Trecho do texto
◆ ◆ ◆ ◆

A iniciativa de realizar 'Vento do Leste' (1970) foi de Godard que, logo após os levantes do 'Maio de 68', inicialmente convidou o líder estudantil anarquista Daniel Cohn-Bendit, um dos principais líderes estudantis das manifestações do 'Maio de 68' francês, para fazer um filme sobre a questão política e ideológica na França do Pós-Guerra.
Mas, segundo Gorin, a iniciativa de convidar Glauber para participar de 'Vento do Leste' foi dele. As filmagens de 'Vento do Leste' se realizaram na Itália, entre Junho e Julho de 1969, onde Glauber se encontrava naquela época. Glauber e Godard conversaram bastante e se despediram de forma amigável mas, na época, eles divergiram totalmente sobre quais eram os rumos que o Cinema deveria tomar.
Assim, enquanto o cineasta francês estava rompendo com o cinema comercial e cortando laços com a indústria cinematográfica, Glauber defendia que fosse construído no Brasil uma indústria própria e independente para o Cinema, com forte apoio do Estado, financiando, produzindo, distribuindo e exibindo filmes nacionais para o público brasileiro. Glauber falava em 300 cineastas brasileiros produzindo 600 filmes anualmente para que fossem exibidos ao povo brasileiro.

◆ ◆ ◆ ◆

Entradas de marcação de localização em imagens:
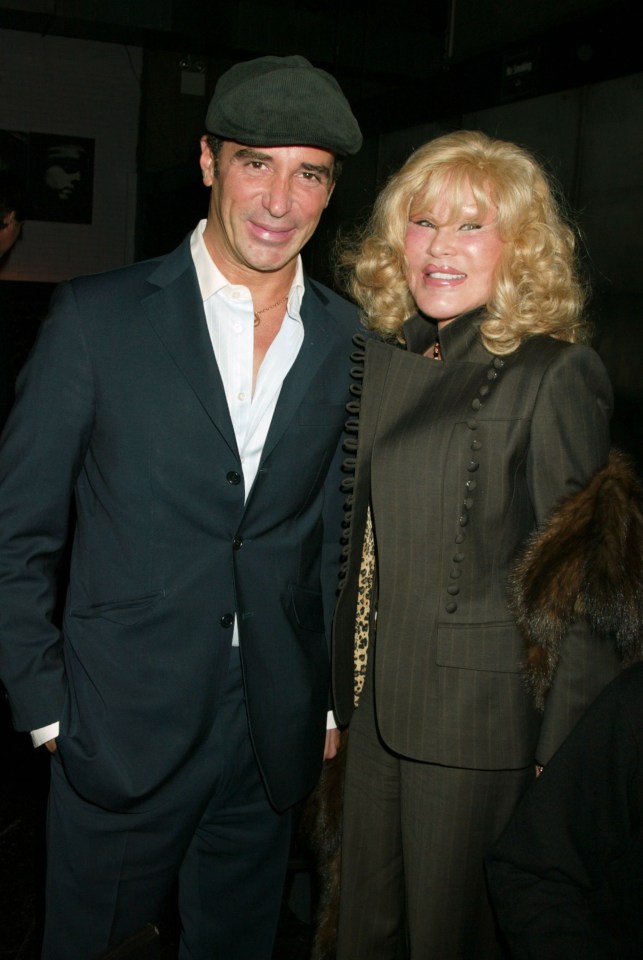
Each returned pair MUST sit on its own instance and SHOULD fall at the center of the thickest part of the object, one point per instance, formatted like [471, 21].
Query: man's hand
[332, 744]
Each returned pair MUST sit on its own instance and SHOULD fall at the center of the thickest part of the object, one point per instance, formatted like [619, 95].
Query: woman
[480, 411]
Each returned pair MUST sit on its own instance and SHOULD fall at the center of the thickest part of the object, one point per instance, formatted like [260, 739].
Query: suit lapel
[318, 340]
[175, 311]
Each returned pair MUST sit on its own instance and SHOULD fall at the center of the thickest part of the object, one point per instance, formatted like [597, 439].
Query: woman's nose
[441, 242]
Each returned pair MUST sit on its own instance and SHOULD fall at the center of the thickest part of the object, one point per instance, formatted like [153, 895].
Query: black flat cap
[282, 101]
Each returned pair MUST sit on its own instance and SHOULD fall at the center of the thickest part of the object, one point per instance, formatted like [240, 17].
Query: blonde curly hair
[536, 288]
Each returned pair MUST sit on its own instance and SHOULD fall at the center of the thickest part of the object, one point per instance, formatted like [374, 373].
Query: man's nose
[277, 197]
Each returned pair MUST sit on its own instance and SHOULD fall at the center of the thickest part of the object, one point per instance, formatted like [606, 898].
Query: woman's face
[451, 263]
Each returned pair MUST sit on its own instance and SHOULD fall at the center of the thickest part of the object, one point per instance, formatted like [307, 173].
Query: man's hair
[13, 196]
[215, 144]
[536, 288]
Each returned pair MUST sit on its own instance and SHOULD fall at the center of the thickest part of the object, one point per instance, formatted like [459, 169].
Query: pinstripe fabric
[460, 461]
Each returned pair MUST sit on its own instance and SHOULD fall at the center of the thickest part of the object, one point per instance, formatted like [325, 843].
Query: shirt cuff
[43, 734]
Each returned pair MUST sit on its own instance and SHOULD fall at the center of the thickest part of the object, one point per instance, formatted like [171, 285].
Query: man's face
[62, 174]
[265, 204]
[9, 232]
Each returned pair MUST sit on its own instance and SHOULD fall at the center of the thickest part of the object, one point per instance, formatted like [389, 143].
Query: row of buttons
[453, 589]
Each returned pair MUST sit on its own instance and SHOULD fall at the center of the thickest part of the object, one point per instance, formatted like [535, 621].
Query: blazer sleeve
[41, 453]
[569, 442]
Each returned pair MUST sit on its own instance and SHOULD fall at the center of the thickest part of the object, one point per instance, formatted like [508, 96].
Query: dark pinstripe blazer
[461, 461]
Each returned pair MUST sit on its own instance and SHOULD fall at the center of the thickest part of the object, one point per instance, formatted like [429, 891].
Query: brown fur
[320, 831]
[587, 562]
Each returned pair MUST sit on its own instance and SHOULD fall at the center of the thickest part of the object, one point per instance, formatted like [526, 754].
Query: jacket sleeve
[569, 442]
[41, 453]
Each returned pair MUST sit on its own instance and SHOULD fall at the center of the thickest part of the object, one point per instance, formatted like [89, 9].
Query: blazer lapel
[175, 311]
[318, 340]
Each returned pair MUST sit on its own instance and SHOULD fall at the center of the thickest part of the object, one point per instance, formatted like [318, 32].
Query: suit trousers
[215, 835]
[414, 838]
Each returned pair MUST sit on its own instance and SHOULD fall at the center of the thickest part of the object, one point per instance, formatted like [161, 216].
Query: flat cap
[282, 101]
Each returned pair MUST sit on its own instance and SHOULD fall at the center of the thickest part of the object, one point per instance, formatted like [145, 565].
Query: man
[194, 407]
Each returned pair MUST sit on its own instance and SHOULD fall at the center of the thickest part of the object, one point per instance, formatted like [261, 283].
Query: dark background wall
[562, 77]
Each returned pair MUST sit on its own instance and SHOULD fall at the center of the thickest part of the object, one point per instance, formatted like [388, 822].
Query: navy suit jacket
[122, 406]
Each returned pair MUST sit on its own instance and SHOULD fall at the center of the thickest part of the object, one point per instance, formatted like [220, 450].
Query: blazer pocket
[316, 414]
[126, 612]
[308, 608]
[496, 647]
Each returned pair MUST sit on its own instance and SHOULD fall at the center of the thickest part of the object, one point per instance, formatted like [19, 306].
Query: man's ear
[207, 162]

◆ ◆ ◆ ◆

Tarefas obrigatórias
**1.** De acordo com o trecho sobre Godard e Glauber, onde e quando foram feitas as filmagens de 'Vento do Leste'?
**2.** Transcreva do trecho sobre Godard e Glauber a passagem que vai de "Mas, segundo Gorin, a" até "ao povo brasileiro.".

Soluções detalhadas
**1.** Na Itália, entre junho e julho de 1969.

**2.**
Mas, segundo Gorin, a iniciativa de convidar Glauber para participar de 'Vento do Leste' foi dele. As filmagens de 'Vento do Leste' se realizaram na Itália, entre Junho e Julho de 1969, onde Glauber se encontrava naquela época. Glauber e Godard conversaram bastante e se despediram de forma amigável mas, na época, eles divergiram totalmente sobre quais eram os rumos que o Cinema deveria tomar.
Assim, enquanto o cineasta francês estava rompendo com o cinema comercial e cortando laços com a indústria cinematográfica, Glauber defendia que fosse construído no Brasil uma indústria própria e independente para o Cinema, com forte apoio do Estado, financiando, produzindo, distribuindo e exibindo filmes nacionais para o público brasileiro. Glauber falava em 300 cineastas brasileiros produzindo 600 filmes anualmente para que fossem exibidos ao povo brasileiro.